Chest2025-01-14PubMed
Total: 80.0Innovation: 8Impact: 8Rigor: 8Citation: 8

Summary

In a randomized trial subgroup of 113 adults intubated after cardiac arrest, video laryngoscopy significantly increased first-attempt success (83.3% vs 64.6%) and reduced laryngoscopy time by 50 seconds compared with direct laryngoscopy. These findings provide randomized evidence in the post–cardiac arrest setting to support routine use of video laryngoscopy.

Key Findings

  • First-attempt success was higher with video vs direct laryngoscopy (83.3% vs 64.6%; absolute difference 18.7%, 95% CI 1.2–36.2; P=0.03).
  • Mean laryngoscopy duration was shorter with video laryngoscopy (48.0 s) than with direct (98.0 s), mean difference −50.0 s (95% CI −86.8 to −13.3; P=0.004).
  • Randomized comparison within the cardiac arrest subgroup provides rare trial-level evidence specific to this scenario.

Clinical Implications

Prefer video laryngoscopy for post–cardiac arrest intubation to improve first-pass success and reduce procedure time; ensure training and device availability in EDs and ICUs.

- **INFORMATION**:
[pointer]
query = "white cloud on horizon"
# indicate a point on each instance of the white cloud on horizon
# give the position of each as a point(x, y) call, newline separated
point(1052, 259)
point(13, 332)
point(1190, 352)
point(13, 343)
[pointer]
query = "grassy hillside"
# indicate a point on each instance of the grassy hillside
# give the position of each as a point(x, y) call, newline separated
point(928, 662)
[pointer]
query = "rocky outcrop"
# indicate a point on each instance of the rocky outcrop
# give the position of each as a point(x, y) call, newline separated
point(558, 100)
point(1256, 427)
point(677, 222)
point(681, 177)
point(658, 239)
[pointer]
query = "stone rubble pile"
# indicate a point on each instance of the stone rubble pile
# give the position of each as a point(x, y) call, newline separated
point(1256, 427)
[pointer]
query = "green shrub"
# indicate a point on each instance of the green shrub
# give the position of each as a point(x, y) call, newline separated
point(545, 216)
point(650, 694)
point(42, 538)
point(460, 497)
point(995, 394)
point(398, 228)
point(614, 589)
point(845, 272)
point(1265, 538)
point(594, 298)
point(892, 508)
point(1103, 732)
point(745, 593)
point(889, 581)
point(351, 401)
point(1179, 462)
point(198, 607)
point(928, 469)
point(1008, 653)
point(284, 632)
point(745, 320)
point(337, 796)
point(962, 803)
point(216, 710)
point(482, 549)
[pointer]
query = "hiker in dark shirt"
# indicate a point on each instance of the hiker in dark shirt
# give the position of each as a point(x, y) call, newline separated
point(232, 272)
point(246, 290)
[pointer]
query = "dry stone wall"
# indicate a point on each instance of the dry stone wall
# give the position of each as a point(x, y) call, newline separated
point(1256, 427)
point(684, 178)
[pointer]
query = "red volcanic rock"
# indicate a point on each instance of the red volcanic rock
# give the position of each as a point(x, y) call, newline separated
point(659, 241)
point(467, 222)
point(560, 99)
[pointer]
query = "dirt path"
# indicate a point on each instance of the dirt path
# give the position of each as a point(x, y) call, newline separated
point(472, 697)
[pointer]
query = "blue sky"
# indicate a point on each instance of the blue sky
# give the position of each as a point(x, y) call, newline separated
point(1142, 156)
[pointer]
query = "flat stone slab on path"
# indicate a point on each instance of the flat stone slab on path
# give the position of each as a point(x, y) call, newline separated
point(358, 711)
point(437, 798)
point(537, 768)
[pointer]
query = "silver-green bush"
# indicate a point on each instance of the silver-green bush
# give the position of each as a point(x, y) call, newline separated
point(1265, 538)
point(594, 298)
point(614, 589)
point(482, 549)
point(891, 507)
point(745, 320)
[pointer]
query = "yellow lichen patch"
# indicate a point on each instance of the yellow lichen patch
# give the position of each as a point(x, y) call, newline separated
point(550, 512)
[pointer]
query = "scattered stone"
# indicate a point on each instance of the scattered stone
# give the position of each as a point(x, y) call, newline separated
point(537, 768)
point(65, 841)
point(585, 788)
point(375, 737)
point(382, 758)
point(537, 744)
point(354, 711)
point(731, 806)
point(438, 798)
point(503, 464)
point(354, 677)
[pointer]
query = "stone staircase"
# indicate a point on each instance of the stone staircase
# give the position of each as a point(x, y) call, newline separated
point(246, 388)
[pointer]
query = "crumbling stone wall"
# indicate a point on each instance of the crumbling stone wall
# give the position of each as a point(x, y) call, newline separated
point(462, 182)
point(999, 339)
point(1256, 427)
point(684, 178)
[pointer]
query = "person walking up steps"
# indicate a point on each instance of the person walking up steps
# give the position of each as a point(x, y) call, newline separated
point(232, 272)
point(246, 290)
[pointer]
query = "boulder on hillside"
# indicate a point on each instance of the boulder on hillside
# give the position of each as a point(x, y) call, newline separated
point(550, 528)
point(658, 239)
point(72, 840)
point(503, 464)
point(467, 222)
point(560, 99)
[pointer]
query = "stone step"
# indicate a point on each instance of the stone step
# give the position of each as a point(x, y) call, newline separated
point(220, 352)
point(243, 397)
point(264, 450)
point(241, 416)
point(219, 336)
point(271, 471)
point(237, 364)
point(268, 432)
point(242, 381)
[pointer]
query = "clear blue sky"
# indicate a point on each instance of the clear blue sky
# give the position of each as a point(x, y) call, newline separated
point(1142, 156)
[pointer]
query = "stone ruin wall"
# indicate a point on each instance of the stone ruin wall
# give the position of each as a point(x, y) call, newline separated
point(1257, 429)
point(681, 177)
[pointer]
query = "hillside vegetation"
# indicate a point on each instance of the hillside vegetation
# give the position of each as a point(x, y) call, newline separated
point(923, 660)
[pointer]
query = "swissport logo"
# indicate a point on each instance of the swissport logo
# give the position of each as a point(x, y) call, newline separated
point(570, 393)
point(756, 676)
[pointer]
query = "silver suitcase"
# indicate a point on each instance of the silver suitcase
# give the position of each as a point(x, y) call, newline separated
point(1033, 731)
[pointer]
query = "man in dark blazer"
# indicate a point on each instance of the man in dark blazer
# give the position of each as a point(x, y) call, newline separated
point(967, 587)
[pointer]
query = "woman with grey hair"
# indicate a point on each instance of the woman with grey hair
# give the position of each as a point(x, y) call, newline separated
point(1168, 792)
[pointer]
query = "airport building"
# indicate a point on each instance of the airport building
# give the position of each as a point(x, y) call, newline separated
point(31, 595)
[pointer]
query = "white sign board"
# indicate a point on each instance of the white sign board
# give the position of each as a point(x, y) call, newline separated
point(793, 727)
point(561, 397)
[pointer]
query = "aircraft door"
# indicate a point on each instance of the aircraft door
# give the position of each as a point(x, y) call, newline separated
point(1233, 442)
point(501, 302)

- **PROBLEMS TO SOLVE**:
• 1. For the summary of the video laryngoscopy trial after cardiac arrest, decide whether each statement agrees with it: (a) the subgroup included 113 adults; (b) mean laryngoscopy duration with direct laryngoscopy was 48.0 seconds; (c) the summary calls for training and device availability in EDs and ICUs. Answer yes or no for each and quote the deciding words.
• 2. Continue the summary of the video laryngoscopy trial after cardiac arrest from the point where it stops.

- **YOUR RESPONSES**:
• 1.
(a) Yes: "a randomized trial subgroup of 113 adults intubated after cardiac arrest"
(b) No: "Mean laryngoscopy duration was shorter with video laryngoscopy (48.0 s) than with direct (98.0 s)"
(c) Yes: "ensure training and device availability in EDs and ICUs"

• 2.
Why It Matters

Addresses a critical, time-sensitive intervention with randomized evidence, likely to influence resuscitation and airway management guidelines.

Limitations

  • Secondary subgroup analysis with modest sample size (n=113); not powered primarily for cardiac arrest subgroup.
  • Single outcome window without longer-term clinical outcomes (e.g., survival, neurologic status).

Future Directions

Confirm findings in a pre-specified, adequately powered RCT focused on cardiac arrest; assess patient-centered outcomes and cost-effectiveness of universal video laryngoscopy deployment.

Study Information

Study Type
RCT
Research Domain
Treatment
Evidence Level
I - Randomized trial evidence (secondary subgroup analysis of randomized device assignment).